Required tasks
1: In the article on the Texas abortion ruling, rewrite the passage from "The order by" to "President Barack Obama.", swapping "Senate Bill 8" for "SB 8".
2: According to the article on the Texas abortion ruling, how many pages long was Judge Pitman's opinion?

Selected excerpt
————

Health
Associated Press

Judge orders Texas to suspend six-week abortion law

October 7, 2021

A federal judge has ordered Texas to suspend the most restrictive abortion law in the US, calling it an “offensive deprivation" of a constitutional right.

The state banned most abortions in the nation's second-most populous state in September.

The order by US District Judge Robert Pitman is the first legal blow to the Texas law known as Senate Bill 8, which until now had withstood a wave of early challenges.

In the weeks since the restrictions took effect, Texas abortion providers say the impact has been “exactly what we feared.”

In a 113-page opinion, Pitman took Texas to task over the law, saying Republicans lawmakers had “contrived an unprecedented and transparent statutory scheme” to deny patients their constitutional right to an abortion.

“From the moment S.B. 8 went into effect, women have been unlawfully prevented from exercising control over their lives in ways that are protected by the Constitution,” wrote Pitman, who was appointed to the bench by former President Barack Obama.

“That other courts may find a way to avoid this conclusion is theirs to decide; this Court will not sanction one more day of this offensive deprivation of such an important right.”

But even with the law on hold, abortion services in Texas may not instantly resume because doctors still fear that they could be sued without a more permanent legal decision.

Planned Parenthood said it was hopeful the order would allow clinics to resume abortion services as soon as possible.

Texas officials are likely to seek a swift reversal from the 5th US Circuit Court of Appeals, which previously allowed the restrictions to take effect. State officials did not immediately react to the ruling.

The lawsuit was brought by the Biden administration, which has said the restrictions were enacted in defiance of the US Constitution.

————

Dataset records

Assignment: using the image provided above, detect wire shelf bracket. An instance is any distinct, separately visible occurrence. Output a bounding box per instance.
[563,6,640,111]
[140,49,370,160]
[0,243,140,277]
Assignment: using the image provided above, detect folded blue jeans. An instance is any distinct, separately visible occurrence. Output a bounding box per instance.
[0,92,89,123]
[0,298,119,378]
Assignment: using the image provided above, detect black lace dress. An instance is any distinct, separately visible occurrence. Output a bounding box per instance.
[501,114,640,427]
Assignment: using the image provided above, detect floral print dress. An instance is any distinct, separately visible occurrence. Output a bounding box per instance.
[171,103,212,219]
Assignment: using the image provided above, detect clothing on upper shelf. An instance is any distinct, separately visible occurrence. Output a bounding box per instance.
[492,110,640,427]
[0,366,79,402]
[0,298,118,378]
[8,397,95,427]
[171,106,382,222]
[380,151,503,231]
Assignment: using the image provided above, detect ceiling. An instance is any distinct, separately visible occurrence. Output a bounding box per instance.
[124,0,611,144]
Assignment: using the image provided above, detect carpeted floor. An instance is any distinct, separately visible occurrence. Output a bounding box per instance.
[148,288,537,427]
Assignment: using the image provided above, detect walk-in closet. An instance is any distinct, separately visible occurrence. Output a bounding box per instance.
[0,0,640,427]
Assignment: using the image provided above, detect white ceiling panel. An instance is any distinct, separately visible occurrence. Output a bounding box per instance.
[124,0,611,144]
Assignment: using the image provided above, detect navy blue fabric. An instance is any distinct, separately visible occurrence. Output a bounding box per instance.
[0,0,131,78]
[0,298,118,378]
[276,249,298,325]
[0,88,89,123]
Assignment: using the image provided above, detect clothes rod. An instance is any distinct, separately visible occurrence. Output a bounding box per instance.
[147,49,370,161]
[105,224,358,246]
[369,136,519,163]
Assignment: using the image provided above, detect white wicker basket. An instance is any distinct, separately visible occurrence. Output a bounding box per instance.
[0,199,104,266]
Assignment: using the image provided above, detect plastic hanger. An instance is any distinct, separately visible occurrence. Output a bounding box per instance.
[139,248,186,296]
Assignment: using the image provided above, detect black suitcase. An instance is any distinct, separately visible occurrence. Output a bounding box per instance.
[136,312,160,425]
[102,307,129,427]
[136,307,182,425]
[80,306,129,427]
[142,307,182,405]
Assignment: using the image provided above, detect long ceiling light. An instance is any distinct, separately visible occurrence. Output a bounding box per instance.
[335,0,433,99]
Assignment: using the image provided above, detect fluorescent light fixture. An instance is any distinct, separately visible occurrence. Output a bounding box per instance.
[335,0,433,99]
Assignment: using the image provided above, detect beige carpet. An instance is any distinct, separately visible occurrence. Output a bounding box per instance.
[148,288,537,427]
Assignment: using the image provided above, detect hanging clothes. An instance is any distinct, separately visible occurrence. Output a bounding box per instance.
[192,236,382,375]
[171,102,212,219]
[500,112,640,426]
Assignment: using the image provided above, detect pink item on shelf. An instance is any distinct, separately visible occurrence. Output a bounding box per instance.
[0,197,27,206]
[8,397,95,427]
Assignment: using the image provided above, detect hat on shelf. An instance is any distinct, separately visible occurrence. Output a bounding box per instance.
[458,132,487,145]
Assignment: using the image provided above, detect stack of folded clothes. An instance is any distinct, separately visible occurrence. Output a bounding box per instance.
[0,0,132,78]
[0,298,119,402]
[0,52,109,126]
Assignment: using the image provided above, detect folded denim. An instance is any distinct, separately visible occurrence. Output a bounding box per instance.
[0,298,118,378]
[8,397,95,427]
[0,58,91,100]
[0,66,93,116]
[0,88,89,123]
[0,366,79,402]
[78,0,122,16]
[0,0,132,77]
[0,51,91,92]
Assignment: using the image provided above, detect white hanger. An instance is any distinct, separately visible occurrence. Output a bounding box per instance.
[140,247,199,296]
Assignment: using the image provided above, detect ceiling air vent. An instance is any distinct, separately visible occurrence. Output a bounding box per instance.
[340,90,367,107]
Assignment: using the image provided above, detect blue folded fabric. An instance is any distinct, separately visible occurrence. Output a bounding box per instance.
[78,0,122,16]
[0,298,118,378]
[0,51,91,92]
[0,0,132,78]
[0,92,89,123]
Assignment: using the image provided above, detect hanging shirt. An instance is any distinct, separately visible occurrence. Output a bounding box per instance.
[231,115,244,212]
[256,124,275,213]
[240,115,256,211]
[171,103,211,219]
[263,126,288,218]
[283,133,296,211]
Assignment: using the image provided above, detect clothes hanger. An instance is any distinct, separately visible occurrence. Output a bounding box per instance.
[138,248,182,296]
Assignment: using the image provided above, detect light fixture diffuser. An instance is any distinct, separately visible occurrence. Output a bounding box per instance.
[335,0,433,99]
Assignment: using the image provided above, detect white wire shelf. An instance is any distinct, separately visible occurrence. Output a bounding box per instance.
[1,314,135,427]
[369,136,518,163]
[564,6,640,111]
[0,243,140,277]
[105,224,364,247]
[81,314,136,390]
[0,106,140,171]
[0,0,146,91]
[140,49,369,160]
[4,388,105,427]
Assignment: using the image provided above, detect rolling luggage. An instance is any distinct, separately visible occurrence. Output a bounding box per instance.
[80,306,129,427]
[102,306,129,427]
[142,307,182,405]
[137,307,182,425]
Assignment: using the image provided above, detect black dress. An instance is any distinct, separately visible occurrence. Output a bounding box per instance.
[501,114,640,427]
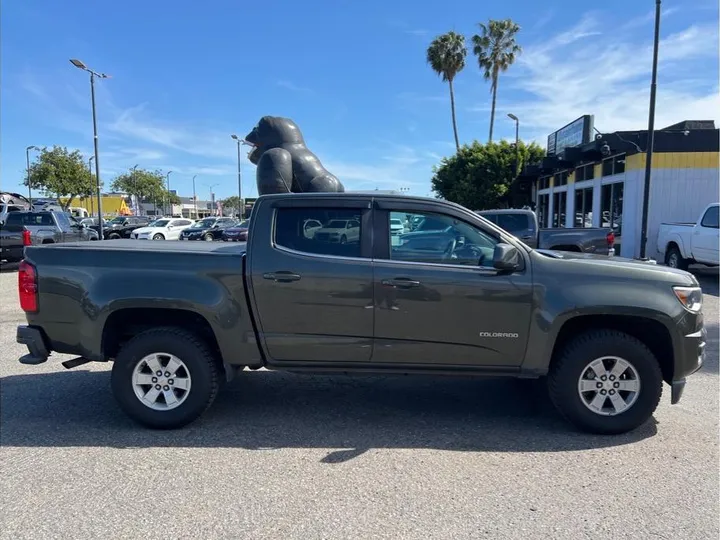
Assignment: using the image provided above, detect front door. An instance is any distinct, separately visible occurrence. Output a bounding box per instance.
[692,205,720,264]
[373,201,532,368]
[246,197,374,365]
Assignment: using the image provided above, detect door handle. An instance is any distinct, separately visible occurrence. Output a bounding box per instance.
[263,270,300,283]
[381,278,420,289]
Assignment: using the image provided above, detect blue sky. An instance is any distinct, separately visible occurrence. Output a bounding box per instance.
[0,0,720,197]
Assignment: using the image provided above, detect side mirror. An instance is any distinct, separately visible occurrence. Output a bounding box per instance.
[493,243,521,272]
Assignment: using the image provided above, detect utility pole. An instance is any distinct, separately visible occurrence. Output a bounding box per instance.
[70,58,110,227]
[640,0,662,260]
[230,134,245,221]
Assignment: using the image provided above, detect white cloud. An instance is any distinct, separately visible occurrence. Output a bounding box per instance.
[472,15,720,142]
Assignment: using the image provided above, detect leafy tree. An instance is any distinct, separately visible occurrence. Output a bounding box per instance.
[111,169,180,213]
[220,195,241,214]
[24,146,97,210]
[472,19,522,142]
[432,141,544,210]
[427,32,467,151]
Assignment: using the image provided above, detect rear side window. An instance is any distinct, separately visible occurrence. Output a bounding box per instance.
[700,206,720,229]
[275,208,363,258]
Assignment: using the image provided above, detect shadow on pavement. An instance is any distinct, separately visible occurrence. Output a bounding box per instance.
[0,371,667,463]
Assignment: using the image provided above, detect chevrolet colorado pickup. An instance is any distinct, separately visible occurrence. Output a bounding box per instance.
[17,193,706,433]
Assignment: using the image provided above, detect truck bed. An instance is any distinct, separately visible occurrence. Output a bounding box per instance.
[42,239,247,256]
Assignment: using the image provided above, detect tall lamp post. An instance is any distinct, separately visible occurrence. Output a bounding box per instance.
[193,174,198,219]
[640,0,661,260]
[165,171,172,214]
[130,165,140,216]
[88,156,100,216]
[70,58,110,226]
[230,134,245,221]
[25,146,40,206]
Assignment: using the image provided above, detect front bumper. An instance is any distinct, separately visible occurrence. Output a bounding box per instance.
[15,324,50,366]
[670,326,707,405]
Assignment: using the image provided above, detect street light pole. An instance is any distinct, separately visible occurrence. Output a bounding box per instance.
[230,134,245,221]
[88,156,100,216]
[25,146,40,206]
[70,58,109,226]
[165,171,172,214]
[130,165,140,216]
[193,174,198,219]
[640,0,661,260]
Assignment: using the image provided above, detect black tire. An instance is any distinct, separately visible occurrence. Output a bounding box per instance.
[111,327,221,429]
[665,246,690,270]
[548,330,663,434]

————

Task-by-task results
1:
The order by US District Judge Robert Pitman is the first legal blow to the Texas law known as SB 8, which until now had withstood a wave of early challenges.

In the weeks since the restrictions took effect, Texas abortion providers say the impact has been “exactly what we feared.”

In a 113-page opinion, Pitman took Texas to task over the law, saying Republicans lawmakers had “contrived an unprecedented and transparent statutory scheme” to deny patients their constitutional right to an abortion.

“From the moment S.B. 8 went into effect, women have been unlawfully prevented from exercising control over their lives in ways that are protected by the Constitution,” wrote Pitman, who was appointed to the bench by former President Barack Obama.

2: 113 pages.